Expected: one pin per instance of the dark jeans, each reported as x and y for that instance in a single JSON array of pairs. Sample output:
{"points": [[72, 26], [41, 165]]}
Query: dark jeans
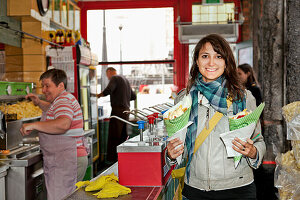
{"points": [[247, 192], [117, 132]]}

※ ※ ※

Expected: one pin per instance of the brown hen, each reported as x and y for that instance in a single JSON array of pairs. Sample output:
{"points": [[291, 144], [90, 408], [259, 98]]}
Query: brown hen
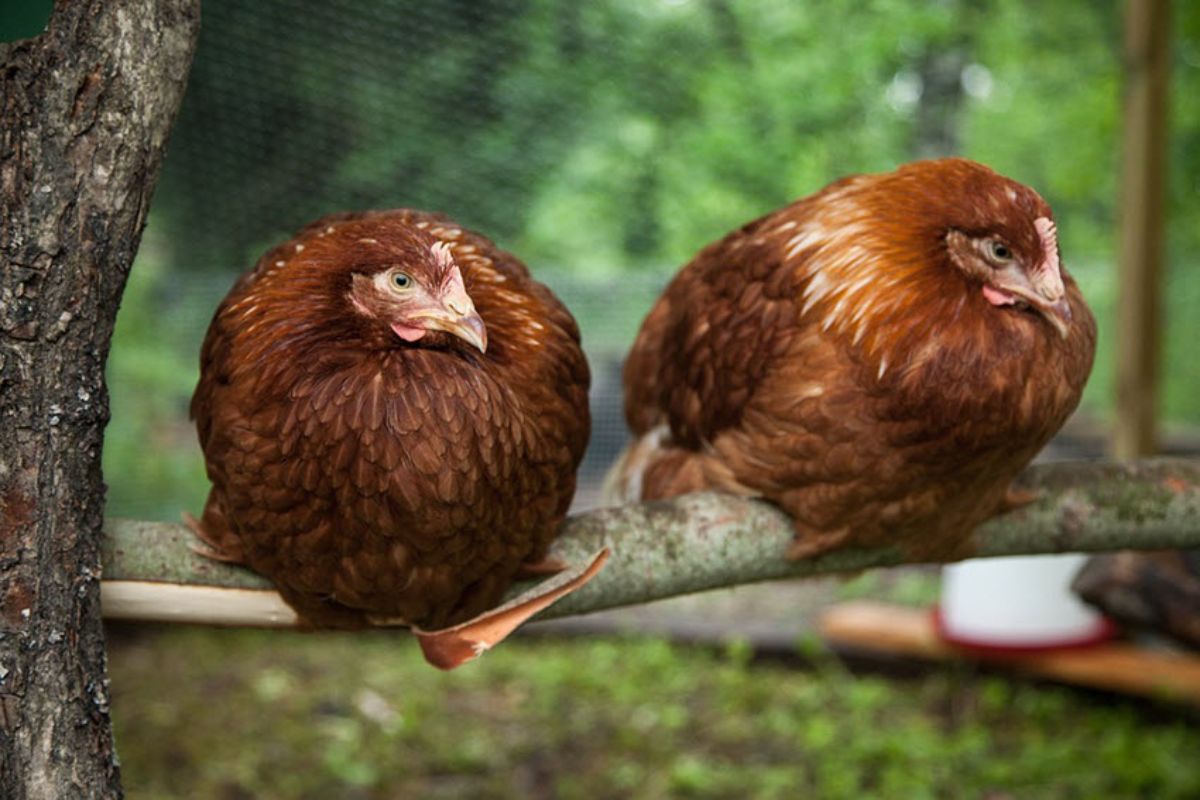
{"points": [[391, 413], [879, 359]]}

※ ※ ※

__TASK DESCRIPTION__:
List each line from the entries above that contains the word "reported". Count only matches with the same capitalization.

__EXERCISE OUTPUT__:
Expected: one pin per instance of the dark jeans, each reported as x and y for that instance in a single JSON array of pairs. Sample output:
Expected: one pin per instance of the brown hen, each reported as x and y for that instance in a single JSON array of pairs. Sample output:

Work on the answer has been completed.